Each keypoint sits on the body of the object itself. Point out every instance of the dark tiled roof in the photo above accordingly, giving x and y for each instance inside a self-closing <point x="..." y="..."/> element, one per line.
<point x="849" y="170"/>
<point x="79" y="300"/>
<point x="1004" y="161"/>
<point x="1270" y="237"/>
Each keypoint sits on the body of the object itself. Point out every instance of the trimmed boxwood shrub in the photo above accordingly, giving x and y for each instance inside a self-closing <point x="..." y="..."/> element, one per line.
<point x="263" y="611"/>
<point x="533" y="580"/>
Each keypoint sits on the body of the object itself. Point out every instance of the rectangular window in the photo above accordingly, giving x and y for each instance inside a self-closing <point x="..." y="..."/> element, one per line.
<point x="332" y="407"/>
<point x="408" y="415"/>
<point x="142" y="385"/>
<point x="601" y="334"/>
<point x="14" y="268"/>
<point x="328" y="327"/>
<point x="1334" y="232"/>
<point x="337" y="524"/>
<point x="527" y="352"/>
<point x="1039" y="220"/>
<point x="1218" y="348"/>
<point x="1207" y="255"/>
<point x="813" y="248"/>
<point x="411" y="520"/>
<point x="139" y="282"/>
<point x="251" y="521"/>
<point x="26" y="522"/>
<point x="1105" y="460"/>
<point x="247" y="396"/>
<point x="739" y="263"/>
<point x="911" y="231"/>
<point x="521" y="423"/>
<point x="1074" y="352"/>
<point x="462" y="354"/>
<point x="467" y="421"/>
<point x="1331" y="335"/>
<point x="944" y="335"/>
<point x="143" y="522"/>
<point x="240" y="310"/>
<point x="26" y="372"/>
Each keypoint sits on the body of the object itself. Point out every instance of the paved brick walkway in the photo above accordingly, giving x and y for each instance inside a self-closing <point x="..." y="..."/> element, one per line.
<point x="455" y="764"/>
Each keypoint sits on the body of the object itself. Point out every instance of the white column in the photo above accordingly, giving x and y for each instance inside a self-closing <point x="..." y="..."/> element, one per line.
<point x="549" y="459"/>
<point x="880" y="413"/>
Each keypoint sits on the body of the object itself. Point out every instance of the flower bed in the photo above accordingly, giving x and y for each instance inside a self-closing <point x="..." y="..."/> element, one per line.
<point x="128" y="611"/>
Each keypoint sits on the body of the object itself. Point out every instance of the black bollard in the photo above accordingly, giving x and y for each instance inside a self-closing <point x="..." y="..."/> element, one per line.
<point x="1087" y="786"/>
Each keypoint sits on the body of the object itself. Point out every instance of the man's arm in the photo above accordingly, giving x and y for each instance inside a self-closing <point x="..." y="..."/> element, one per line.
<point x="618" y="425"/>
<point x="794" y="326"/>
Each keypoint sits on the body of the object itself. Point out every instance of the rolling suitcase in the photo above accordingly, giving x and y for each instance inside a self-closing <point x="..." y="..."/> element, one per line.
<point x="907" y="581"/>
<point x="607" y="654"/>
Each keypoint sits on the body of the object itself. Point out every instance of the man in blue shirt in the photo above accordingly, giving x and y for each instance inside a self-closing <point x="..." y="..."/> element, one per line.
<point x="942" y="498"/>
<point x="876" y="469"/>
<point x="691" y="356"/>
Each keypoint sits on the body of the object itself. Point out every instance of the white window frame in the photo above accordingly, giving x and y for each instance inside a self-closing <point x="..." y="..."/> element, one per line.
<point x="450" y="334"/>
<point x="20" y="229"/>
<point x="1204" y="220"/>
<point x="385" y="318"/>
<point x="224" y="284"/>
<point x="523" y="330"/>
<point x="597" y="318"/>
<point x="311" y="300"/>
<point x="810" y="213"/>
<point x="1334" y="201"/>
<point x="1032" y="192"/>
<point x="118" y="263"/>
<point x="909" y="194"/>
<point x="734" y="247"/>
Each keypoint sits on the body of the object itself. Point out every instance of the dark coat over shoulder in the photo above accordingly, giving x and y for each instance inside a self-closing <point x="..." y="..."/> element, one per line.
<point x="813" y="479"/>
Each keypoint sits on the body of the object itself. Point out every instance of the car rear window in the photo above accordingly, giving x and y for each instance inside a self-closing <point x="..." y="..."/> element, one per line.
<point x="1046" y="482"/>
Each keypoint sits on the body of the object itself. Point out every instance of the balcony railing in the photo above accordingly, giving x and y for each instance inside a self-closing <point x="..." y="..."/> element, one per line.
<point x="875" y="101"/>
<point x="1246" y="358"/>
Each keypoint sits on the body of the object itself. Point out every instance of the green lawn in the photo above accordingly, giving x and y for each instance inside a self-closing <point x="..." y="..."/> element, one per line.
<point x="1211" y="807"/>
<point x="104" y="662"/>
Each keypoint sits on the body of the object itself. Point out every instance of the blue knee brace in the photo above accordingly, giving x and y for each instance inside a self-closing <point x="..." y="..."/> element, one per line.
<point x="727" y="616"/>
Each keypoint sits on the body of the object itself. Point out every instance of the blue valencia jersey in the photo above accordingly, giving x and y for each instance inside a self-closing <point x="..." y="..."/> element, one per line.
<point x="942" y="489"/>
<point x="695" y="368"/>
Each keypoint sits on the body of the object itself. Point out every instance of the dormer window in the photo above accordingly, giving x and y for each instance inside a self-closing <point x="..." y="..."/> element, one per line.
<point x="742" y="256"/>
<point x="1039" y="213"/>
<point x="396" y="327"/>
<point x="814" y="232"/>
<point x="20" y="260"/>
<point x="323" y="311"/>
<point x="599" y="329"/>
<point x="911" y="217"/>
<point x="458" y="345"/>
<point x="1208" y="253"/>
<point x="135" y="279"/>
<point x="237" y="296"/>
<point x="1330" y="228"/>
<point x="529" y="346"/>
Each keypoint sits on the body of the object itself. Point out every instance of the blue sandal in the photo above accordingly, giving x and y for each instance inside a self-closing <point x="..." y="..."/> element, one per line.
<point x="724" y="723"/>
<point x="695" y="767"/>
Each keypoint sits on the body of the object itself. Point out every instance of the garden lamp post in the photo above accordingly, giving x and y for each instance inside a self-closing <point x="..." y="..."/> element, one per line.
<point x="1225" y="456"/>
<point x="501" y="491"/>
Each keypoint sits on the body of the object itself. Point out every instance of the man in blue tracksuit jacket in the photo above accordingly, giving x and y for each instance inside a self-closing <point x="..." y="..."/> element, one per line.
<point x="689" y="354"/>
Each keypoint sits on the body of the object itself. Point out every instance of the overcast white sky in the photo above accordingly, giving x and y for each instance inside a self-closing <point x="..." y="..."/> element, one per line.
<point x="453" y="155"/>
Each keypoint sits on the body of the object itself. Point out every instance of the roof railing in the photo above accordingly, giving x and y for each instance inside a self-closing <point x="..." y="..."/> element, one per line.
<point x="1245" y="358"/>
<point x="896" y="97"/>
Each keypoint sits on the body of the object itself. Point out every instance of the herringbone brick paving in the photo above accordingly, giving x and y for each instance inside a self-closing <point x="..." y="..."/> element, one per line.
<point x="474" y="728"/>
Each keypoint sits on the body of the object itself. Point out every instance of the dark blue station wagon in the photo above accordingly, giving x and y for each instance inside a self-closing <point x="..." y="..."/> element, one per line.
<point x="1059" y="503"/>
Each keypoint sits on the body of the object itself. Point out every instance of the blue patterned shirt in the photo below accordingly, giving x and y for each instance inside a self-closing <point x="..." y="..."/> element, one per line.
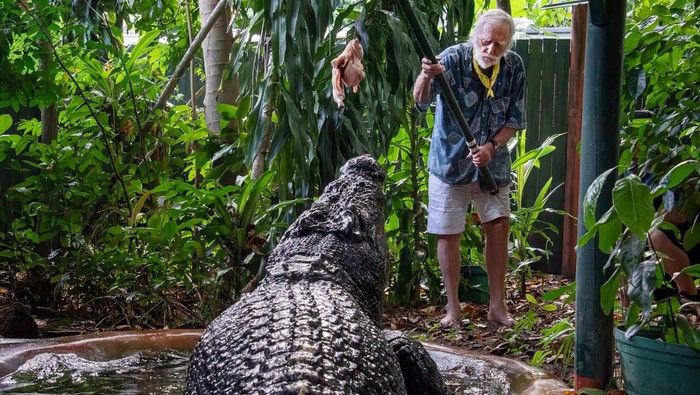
<point x="486" y="116"/>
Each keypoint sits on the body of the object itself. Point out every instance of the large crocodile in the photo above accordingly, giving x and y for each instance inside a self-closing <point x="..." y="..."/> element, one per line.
<point x="313" y="324"/>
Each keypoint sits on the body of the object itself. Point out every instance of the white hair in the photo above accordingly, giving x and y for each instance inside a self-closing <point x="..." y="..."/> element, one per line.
<point x="495" y="17"/>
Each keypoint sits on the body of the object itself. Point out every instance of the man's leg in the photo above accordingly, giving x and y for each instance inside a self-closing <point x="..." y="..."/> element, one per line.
<point x="496" y="255"/>
<point x="449" y="257"/>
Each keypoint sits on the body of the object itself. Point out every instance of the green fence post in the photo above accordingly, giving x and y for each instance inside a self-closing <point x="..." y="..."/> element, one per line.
<point x="599" y="151"/>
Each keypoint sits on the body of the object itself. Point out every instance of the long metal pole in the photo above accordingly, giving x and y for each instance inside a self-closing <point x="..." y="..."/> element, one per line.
<point x="600" y="139"/>
<point x="486" y="176"/>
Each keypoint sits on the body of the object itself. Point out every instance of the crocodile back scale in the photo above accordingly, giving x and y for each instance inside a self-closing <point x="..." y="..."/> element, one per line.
<point x="313" y="324"/>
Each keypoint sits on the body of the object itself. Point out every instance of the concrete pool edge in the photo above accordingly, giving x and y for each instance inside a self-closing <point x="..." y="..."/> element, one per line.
<point x="102" y="346"/>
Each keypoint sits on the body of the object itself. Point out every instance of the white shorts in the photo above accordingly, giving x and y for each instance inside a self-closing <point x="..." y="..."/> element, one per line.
<point x="448" y="205"/>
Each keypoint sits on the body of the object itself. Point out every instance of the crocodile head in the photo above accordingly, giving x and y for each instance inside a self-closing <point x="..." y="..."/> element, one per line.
<point x="341" y="238"/>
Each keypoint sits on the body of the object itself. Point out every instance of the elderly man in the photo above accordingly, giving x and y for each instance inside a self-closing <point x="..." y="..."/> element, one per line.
<point x="488" y="81"/>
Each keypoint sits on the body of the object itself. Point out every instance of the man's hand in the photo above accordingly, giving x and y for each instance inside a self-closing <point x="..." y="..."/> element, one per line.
<point x="484" y="155"/>
<point x="430" y="69"/>
<point x="421" y="89"/>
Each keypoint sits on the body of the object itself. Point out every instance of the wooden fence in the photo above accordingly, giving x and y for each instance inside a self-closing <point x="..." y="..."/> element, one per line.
<point x="546" y="59"/>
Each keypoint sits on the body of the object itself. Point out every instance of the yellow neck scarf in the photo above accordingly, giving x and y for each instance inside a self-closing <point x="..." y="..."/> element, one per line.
<point x="488" y="82"/>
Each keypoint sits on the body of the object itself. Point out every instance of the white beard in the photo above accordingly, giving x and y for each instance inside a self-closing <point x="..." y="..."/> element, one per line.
<point x="484" y="62"/>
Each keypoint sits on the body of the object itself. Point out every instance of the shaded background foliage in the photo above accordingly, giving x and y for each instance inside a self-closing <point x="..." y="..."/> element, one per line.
<point x="119" y="219"/>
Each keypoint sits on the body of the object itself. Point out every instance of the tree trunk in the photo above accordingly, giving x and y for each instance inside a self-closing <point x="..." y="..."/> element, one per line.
<point x="504" y="5"/>
<point x="217" y="50"/>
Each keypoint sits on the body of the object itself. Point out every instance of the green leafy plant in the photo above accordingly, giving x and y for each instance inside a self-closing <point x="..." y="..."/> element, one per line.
<point x="631" y="256"/>
<point x="525" y="221"/>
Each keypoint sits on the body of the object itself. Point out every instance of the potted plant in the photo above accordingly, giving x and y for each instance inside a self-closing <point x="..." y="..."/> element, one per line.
<point x="659" y="348"/>
<point x="474" y="284"/>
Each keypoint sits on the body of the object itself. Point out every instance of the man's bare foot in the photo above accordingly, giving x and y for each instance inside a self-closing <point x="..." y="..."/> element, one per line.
<point x="500" y="316"/>
<point x="452" y="318"/>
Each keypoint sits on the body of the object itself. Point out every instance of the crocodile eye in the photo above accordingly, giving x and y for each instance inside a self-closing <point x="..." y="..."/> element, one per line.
<point x="350" y="225"/>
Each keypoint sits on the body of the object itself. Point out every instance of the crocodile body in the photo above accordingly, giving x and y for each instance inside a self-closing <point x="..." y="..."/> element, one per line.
<point x="313" y="324"/>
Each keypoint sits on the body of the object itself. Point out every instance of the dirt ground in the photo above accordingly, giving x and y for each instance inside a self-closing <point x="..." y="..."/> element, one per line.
<point x="520" y="342"/>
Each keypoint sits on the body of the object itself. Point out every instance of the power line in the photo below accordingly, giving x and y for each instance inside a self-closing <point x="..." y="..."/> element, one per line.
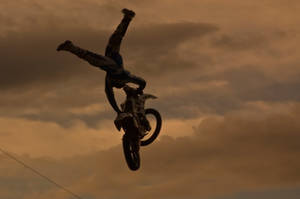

===

* [WORK REQUIRED]:
Output the line containing "of the dirt" and each line after it, through the end of the material, exactly as given. No pictures belong in the output.

* [SOLUTION TO THIS TASK]:
Each keypoint sits on the body of the object itself. Point out every instance of the dirt ground in the photo above accordingly, giving x and y for each instance inside a self-closing <point x="..." y="..."/> element, one per line.
<point x="520" y="342"/>
Each keypoint sits on the body of the object itself. Point out every instance of the power line in the photo below accordingly, giving x and y for each instance inside a self-closing <point x="..." y="..."/> element, one per line.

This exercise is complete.